THE TASK
Without changing a character, return the entries, but not the images they hold.

DATA IN THIS EXERCISE
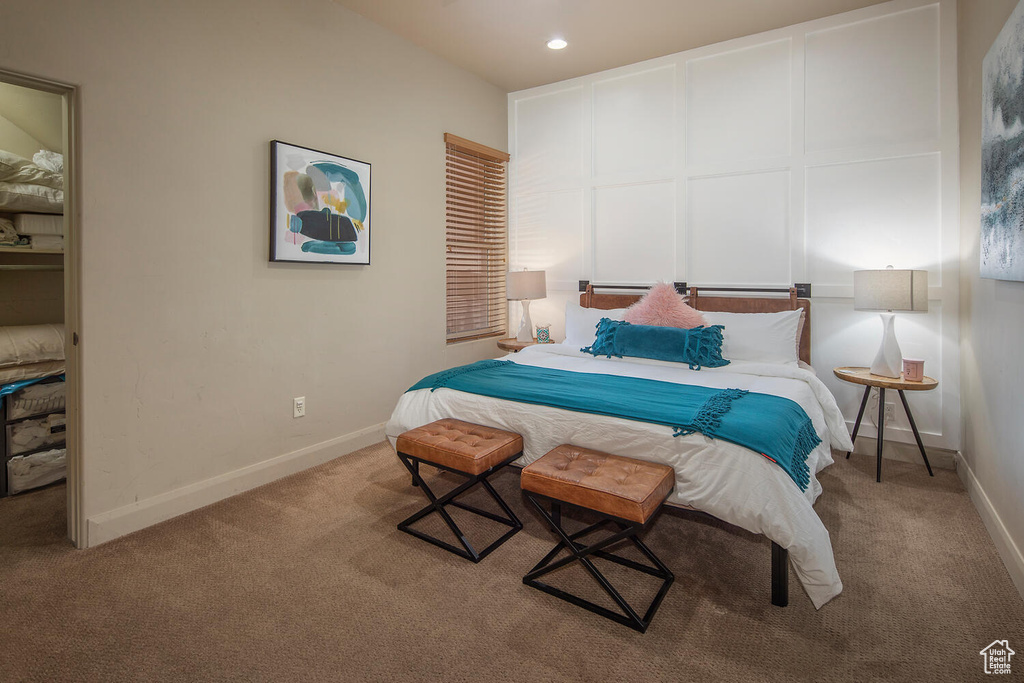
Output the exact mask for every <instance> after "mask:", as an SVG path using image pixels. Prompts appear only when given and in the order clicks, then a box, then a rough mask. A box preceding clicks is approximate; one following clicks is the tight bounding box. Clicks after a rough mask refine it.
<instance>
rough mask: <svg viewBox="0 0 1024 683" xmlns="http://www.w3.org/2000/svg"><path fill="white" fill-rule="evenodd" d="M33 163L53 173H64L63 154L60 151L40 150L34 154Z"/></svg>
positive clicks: (41, 167) (33, 156)
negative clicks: (63, 166) (63, 172)
mask: <svg viewBox="0 0 1024 683" xmlns="http://www.w3.org/2000/svg"><path fill="white" fill-rule="evenodd" d="M32 163H33V164H35V165H36V166H38V167H39V168H44V169H46V170H47V171H51V172H53V173H63V155H62V154H60V153H59V152H50V151H49V150H40V151H39V152H37V153H36V154H34V155H32Z"/></svg>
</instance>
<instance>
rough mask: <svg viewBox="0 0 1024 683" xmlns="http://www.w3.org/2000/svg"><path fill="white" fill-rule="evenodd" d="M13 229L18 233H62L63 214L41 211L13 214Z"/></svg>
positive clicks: (27, 233) (62, 225) (40, 233)
mask: <svg viewBox="0 0 1024 683" xmlns="http://www.w3.org/2000/svg"><path fill="white" fill-rule="evenodd" d="M14 229H16V230H17V232H18V233H19V234H33V236H35V234H63V216H62V215H54V214H41V213H19V214H15V215H14Z"/></svg>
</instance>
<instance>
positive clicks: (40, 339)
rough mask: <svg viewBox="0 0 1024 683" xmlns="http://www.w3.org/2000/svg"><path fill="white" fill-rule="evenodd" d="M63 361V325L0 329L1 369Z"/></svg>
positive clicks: (20, 325)
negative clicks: (49, 362) (40, 362)
mask: <svg viewBox="0 0 1024 683" xmlns="http://www.w3.org/2000/svg"><path fill="white" fill-rule="evenodd" d="M63 359H65V354H63V325H59V324H58V325H15V326H7V327H0V368H7V367H10V366H26V365H30V364H33V362H41V361H45V360H63Z"/></svg>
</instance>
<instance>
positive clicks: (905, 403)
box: [899, 389, 935, 477]
mask: <svg viewBox="0 0 1024 683" xmlns="http://www.w3.org/2000/svg"><path fill="white" fill-rule="evenodd" d="M899 397H900V400H902V401H903V410H904V411H906V419H907V420H909V421H910V429H912V430H913V438H914V439H916V441H918V447H919V449H920V450H921V457H922V458H924V459H925V467H927V468H928V476H930V477H933V476H935V475H934V474H933V473H932V464H931V463H930V462H928V455H927V454H926V453H925V444H924V442H922V440H921V433H920V432H919V431H918V425H916V424H915V423H914V421H913V414H912V413H910V404H909V403H907V402H906V396H904V395H903V390H902V389H899Z"/></svg>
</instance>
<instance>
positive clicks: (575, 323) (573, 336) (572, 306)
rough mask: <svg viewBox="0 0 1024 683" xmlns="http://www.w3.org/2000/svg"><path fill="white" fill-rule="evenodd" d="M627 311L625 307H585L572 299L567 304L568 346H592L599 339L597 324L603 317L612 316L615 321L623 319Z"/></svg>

RESPONSE TO THE TASK
Output the exact mask for every <instance> after "mask:", as an SVG path using image pixels. Prompts appear only when given and in the order clicks, then a box, then a rough mask. A box preceding clicks is approximate; one following clicks is the tight bounding box. Clicks after a rough mask refine it.
<instance>
rough mask: <svg viewBox="0 0 1024 683" xmlns="http://www.w3.org/2000/svg"><path fill="white" fill-rule="evenodd" d="M33 163L53 173H64L63 154L60 151L40 150L34 154Z"/></svg>
positive clicks: (41, 167) (33, 156)
negative clicks: (63, 166) (63, 172)
mask: <svg viewBox="0 0 1024 683" xmlns="http://www.w3.org/2000/svg"><path fill="white" fill-rule="evenodd" d="M32 163H33V164H35V165H36V166H38V167H39V168H44V169H46V170H47V171H51V172H53V173H63V155H62V154H60V153H59V152H50V151H49V150H40V151H39V152H37V153H36V154H34V155H32Z"/></svg>
</instance>
<instance>
rough mask: <svg viewBox="0 0 1024 683" xmlns="http://www.w3.org/2000/svg"><path fill="white" fill-rule="evenodd" d="M13 229L18 233H62L63 214L41 211L13 214Z"/></svg>
positive clicks: (27, 233) (62, 225) (40, 233)
mask: <svg viewBox="0 0 1024 683" xmlns="http://www.w3.org/2000/svg"><path fill="white" fill-rule="evenodd" d="M14 229H16V230H17V232H18V233H19V234H33V236H35V234H63V216H62V215H54V214H41V213H19V214H15V215H14Z"/></svg>
</instance>
<instance>
positive clicks: (40, 339)
rough mask: <svg viewBox="0 0 1024 683" xmlns="http://www.w3.org/2000/svg"><path fill="white" fill-rule="evenodd" d="M63 361V325L0 329L1 369Z"/></svg>
positive clicks: (20, 325)
negative clicks: (49, 362) (40, 362)
mask: <svg viewBox="0 0 1024 683" xmlns="http://www.w3.org/2000/svg"><path fill="white" fill-rule="evenodd" d="M63 359H65V354H63V325H59V324H58V325H15V326H7V327H0V368H7V367H10V366H26V365H30V364H33V362H41V361H45V360H63Z"/></svg>
</instance>
<instance>
positive clicks: (905, 403)
box: [899, 389, 935, 477]
mask: <svg viewBox="0 0 1024 683" xmlns="http://www.w3.org/2000/svg"><path fill="white" fill-rule="evenodd" d="M899 397H900V400H902V401H903V410H904V411H906V419H907V420H909V421H910V429H912V430H913V438H914V439H916V441H918V447H919V449H920V450H921V457H922V458H924V459H925V467H927V468H928V476H930V477H933V476H935V475H934V474H933V473H932V464H931V463H930V462H928V455H927V454H926V453H925V444H924V442H922V440H921V433H920V432H919V431H918V425H916V424H915V423H914V421H913V414H912V413H910V404H909V403H907V402H906V396H904V395H903V390H902V389H899Z"/></svg>
</instance>
<instance>
positive clicks: (575, 323) (573, 336) (572, 306)
rough mask: <svg viewBox="0 0 1024 683" xmlns="http://www.w3.org/2000/svg"><path fill="white" fill-rule="evenodd" d="M627 311L625 307H585L572 299L567 304L568 346H592L599 339L597 324L603 317L612 316L615 321L623 319Z"/></svg>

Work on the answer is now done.